[TEXT SECTION]
LDF 2020 Preview
The London Design Festival has inevitably shrunk in its scope and scale, but its heart is definitely still beating. This is the year to take in that intimate showroom, cutting-edge gallery or district that there ordinarily wouldn't be time for – or explore the wealth of virtual content delivering the festival to our homes


Paul Cocksedge: Slump
10 September-18 December, weekdays 10am-6pm. Carpenters Workshop Gallery, 4 Albermarle Street, London W1S 4GA
At last year’s London Design Festival, Paul Cocksedge filled Broadgate’s Finsbury Avenue Square with an enormous seating installation consisting of concentric circles of undulating scaffolding planks. This year he tackles the more rarefied surroundings of the gallery, with his own show at Carpenters Workshop Gallery. Sump is a series of eight tables, with glass tops laid over bases of various different materials, from timber to rock. The bases protrude up through the glass looking as if they are preserved under ice, or else the glass drapes like a protective blanket over the base: a simple idea that belies the considerable technical achievement behind it.



Bokeh
12-20 September, Monday-Saturday 10.30am-6.30pm (7.30pm Thursdays). Mint, 2 North Terrace, London SW3 2BA
Mint’s LDF show is named after the blurred-light effect of the camera lens: an out-of-focus background leads our attention to what’s really important, a metaphor for the reflection and re-evaluation that has occurred in the face of recent global upheaval. The shop-cum-gallery has brought together a capsule collection where each designer has rethought their approach to the design process, from Kajsa Melchior’s spiky sand-cast furniture and lighting to Max Lipsey’s steel benches clad in Kvadrat canvas textiles. Material experimentation is an ongoing theme: look out for Carissa Ten Tije’s furniture made from the ash from incinerated rubbish and Jessie White’s bowls created by fusing leather and cork.

[PROVIDED DATA]
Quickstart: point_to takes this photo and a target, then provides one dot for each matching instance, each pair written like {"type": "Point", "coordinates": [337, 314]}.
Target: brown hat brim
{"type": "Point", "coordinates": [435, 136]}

[WHAT NEEDS TO BE DONE]
Check each statement against the London Design Festival preview above and answer yes or no, quoting the words from the preview that decide it. 1. Paul Cocksedge's show at Carpenters Workshop Gallery is made up of eight tables. 2. Mint's show takes its name from an effect of the camera lens. 3. Max Lipsey's benches are sand-cast.

[ANSWER TO THE PROBLEM]
1. Yes: "a series of eight tables"
2. Yes: "named after the blurred-light effect of the camera lens"
3. No: "Max Lipsey’s steel benches clad in Kvadrat canvas textiles"